* **Directions**
Copy the following entries word for word, without changing anything.

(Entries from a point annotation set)

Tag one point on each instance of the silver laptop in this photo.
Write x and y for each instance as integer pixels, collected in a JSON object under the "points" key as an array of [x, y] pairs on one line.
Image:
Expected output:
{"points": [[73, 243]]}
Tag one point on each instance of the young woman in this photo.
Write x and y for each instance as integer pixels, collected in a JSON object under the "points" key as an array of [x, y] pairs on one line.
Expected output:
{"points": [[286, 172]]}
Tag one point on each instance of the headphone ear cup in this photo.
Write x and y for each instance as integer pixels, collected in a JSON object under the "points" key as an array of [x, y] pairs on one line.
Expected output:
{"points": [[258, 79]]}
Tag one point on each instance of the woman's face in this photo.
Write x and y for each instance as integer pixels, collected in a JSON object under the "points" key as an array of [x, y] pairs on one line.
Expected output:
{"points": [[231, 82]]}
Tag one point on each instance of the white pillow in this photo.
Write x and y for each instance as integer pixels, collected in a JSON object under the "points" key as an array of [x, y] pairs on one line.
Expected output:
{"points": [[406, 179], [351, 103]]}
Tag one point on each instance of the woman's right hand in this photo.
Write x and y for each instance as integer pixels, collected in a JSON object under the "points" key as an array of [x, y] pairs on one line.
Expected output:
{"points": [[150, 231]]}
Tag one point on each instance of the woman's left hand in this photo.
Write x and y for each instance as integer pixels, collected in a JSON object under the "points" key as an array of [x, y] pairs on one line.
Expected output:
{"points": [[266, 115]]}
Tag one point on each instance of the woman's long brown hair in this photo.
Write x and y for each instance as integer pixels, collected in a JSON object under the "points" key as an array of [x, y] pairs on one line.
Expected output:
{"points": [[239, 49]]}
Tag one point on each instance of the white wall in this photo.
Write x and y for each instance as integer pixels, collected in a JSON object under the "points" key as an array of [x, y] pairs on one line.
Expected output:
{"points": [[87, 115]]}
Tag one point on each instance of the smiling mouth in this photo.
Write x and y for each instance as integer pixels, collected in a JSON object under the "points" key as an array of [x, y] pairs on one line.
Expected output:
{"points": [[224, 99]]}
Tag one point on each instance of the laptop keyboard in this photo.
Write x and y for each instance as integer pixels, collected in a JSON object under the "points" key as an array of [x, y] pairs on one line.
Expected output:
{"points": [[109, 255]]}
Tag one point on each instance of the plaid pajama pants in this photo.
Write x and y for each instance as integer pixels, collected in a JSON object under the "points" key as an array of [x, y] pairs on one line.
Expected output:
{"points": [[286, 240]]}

* **Reply to the task**
Tag one point on each instance of the silver laptop in this photo.
Write x and y for each instance as integer pixels, collected in a JSON object under the "points" key as an array of [x, y] pairs on one line.
Image:
Expected output:
{"points": [[73, 243]]}
Tag one point on each instance of the young woman in this photo.
Write x and y for each instance as integer pixels, collected in a JSON object under the "points" key as an array of [x, y] pairs on one line.
Expected output:
{"points": [[286, 172]]}
Tag one point on each instance of the headphone ear cup in this photo.
Write x and y for each instance as integer pixels, collected in a JSON object under the "points" key as an array of [x, y] pairs on one line.
Expected output:
{"points": [[258, 79]]}
Tag one point on each instance of the woman's face in this photo.
Write x and y for each instance as integer pixels, collected in a JSON object under the "points" key as an array of [x, y] pairs on one line.
Expected output:
{"points": [[231, 82]]}
Tag one point on each instance of the white pillow in this photo.
Write x and y for each instance as integer pixels, collected in a JSON object under the "points" key as an array of [x, y] pairs on one line.
Expected output:
{"points": [[406, 179], [351, 103]]}
Tag one point on each instance of the woman's right hand in this photo.
Write x and y for each instance as integer pixels, collected in a JSON object under the "points" key as an array of [x, y] pairs on one line.
Expected output:
{"points": [[150, 231]]}
Tag one point on each instance of the woman's left hand in this photo.
Write x and y for each instance as integer pixels, collected in a JSON object under the "points" key as an array of [x, y] pairs on one line.
Expected output:
{"points": [[266, 115]]}
Tag one point on each instance of the woman's long brown hair in this photo.
Write x and y for each instance as integer pixels, collected in a JSON object under the "points" key as an array of [x, y] pairs on one line.
Expected output:
{"points": [[239, 49]]}
Tag one point on each instance of the white wall in this photo.
Write x and y for each instance as integer pixels, collected in a JSON object under the "points" key as an array of [x, y] pairs on one line.
Expected output:
{"points": [[87, 115]]}
Tag one point on each instance of the smiling mouth in this photo.
Write x and y for each instance as integer pixels, collected in a JSON object under the "points" key as an array of [x, y] pairs on one line.
Expected output:
{"points": [[224, 99]]}
Tag one point on each instance of the laptop keyboard in this photo.
Write x and y for each instance as integer pixels, collected in a JSON object under the "points" key as an array of [x, y] pairs on one line.
Expected output:
{"points": [[109, 255]]}
Tag one point on each instance of the plaid pajama pants in this photo.
Write x and y for each instance as integer pixels, collected in a JSON object under the "points" key as an array of [x, y] pairs on one line.
Expected output:
{"points": [[286, 240]]}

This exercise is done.